Task goal:
Print the lines below word for word, leaving out the pictures.

The records:
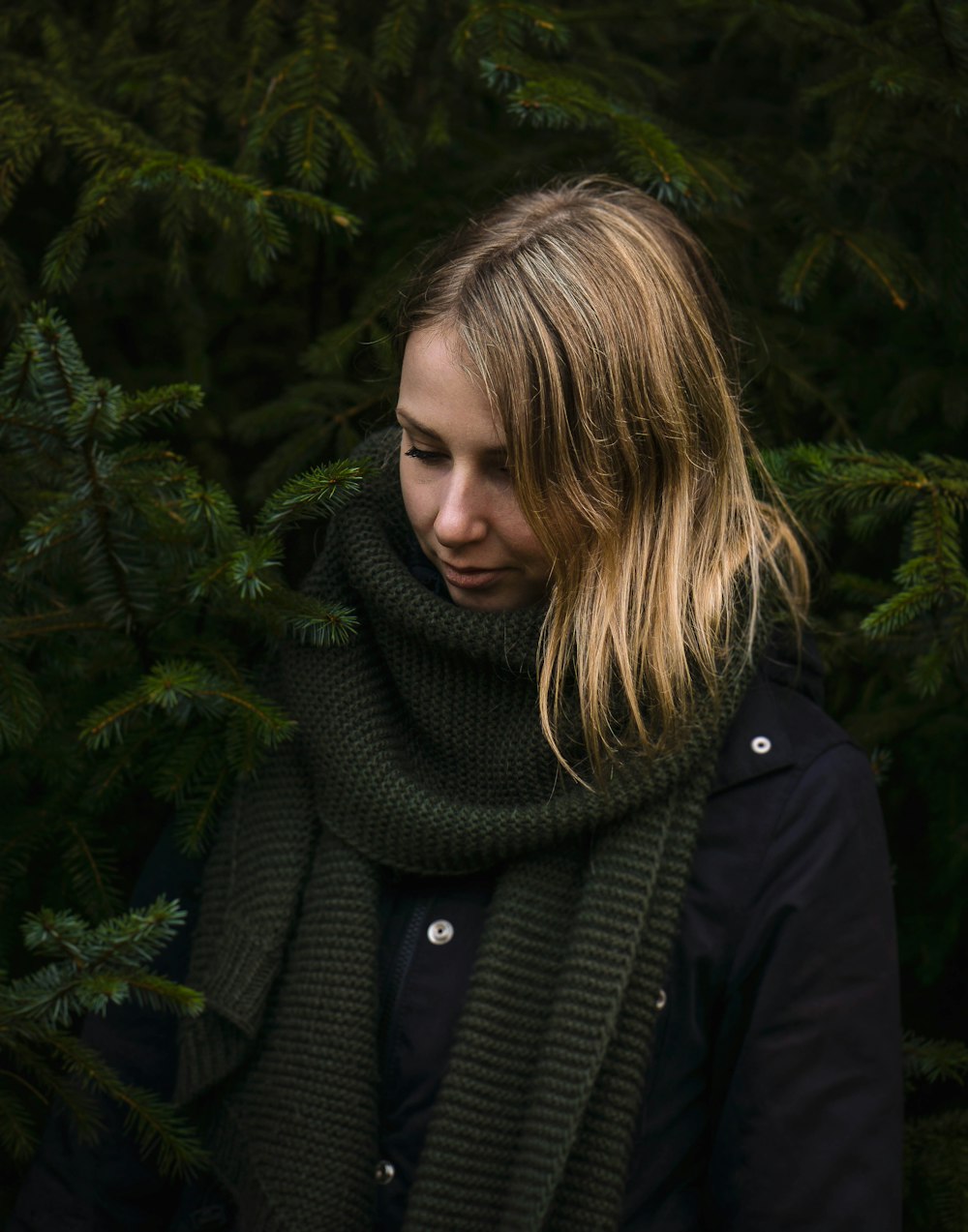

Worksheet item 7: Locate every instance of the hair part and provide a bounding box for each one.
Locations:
[398,179,809,781]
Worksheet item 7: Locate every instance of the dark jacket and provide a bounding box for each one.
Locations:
[9,646,901,1232]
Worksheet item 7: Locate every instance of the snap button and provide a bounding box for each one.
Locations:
[427,920,453,945]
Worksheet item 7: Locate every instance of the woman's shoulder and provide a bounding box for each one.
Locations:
[711,633,867,795]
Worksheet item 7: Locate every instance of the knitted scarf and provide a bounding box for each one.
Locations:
[176,448,750,1232]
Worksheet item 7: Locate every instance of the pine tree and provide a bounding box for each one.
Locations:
[0,0,968,1229]
[0,307,366,1169]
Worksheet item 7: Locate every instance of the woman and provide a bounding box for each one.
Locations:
[9,180,900,1232]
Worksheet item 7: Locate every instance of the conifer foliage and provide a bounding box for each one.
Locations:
[0,0,968,1232]
[0,307,365,1169]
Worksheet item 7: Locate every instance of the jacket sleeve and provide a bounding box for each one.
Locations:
[8,826,198,1232]
[703,744,903,1232]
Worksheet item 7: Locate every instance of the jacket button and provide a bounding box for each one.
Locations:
[427,920,453,945]
[373,1159,397,1186]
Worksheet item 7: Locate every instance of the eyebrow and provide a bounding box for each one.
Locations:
[397,406,507,457]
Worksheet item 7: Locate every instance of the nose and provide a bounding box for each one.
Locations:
[434,466,488,548]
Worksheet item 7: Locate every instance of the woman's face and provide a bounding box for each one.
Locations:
[397,329,551,611]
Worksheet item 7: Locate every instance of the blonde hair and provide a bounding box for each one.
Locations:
[398,179,809,779]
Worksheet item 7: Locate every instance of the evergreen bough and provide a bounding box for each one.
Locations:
[0,306,366,1172]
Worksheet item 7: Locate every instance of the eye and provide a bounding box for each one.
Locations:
[404,445,443,466]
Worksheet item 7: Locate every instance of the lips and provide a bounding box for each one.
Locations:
[438,560,507,590]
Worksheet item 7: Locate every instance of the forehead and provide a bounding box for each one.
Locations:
[397,329,503,448]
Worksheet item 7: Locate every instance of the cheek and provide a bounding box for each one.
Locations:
[400,459,435,534]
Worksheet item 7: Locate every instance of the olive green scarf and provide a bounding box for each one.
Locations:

Finished task:
Worksheet item 7: Locate every instance of the hair part and provide a bounding box for each one.
Locations:
[398,179,809,781]
Worksheet item 7: Locate every instance of the dark jacket and provide a bounding box for each one.
Locations:
[9,646,901,1232]
Worksheet item 7: Locate every instance of the snap button and provide a bounding box for each one.
Locations:
[427,920,453,945]
Worksheet item 7: Locate every instance of the woman's shoulder and provide a bounding box for each one.
Locations:
[711,633,867,795]
Worksheet item 7: Locate every instance of the knitted scarf and provide a bounding box for each one.
Locations:
[176,448,750,1232]
Worksheet item 7: Locate every instance of the pine tree and provide a bounding box for each one.
Locations:
[0,0,968,1229]
[0,307,366,1169]
Worksheet item 7: Locate every instance of the woman and provide a bounding box for each one.
Locations:
[9,180,900,1232]
Worksheet item 7: Locate every instance of the conifer foliage and provide a bounding box for each one.
Locations:
[0,0,968,1232]
[0,307,365,1169]
Worksheet item 7: Locate every instance of the jacket sleeve and provide a bounding box for each one.
Locations:
[8,826,198,1232]
[703,744,903,1232]
Worksheet item 7: Locate every instance of the jacket button and provide a bounding box for each one.
Locations:
[427,920,453,945]
[373,1159,397,1186]
Worksheet item 7: Locate every instance of the eyebrow and provide a bounding box for each one.
Locations:
[397,406,507,457]
Worksheet item 7: Locate every instance of the nose and provide a bounding box for each one.
Locations:
[434,466,488,548]
Worksheet item 7: Locate every instance of the woman's face and provide a bounding box for each one.
Locations:
[397,329,551,611]
Worksheet item 7: Locate every instance of the blonde hair and provide a bounding box for each one.
Locations:
[398,179,809,779]
Worksheet item 7: Locate every instance of the evergreen bough and provide a bounding box for each one.
Locations:
[0,306,366,1172]
Worksheet item 7: Locate every instance of the eye and provide a bounding box for each one.
Locations:
[404,445,443,466]
Worksheet item 7: Locate every instance of the lips and provide a bounding box for each one.
Locations:
[438,560,507,590]
Worksheet item 7: Locate every instance of the forehead and provide a bounding box for each one.
Locations:
[397,329,503,448]
Worksheet item 7: Locate every instance of the cheek and provide a bounding box for each one.
Locations:
[400,459,435,534]
Worksheet item 7: Locate every instance of the olive green scarf and provide a bounding box for each one.
Locations:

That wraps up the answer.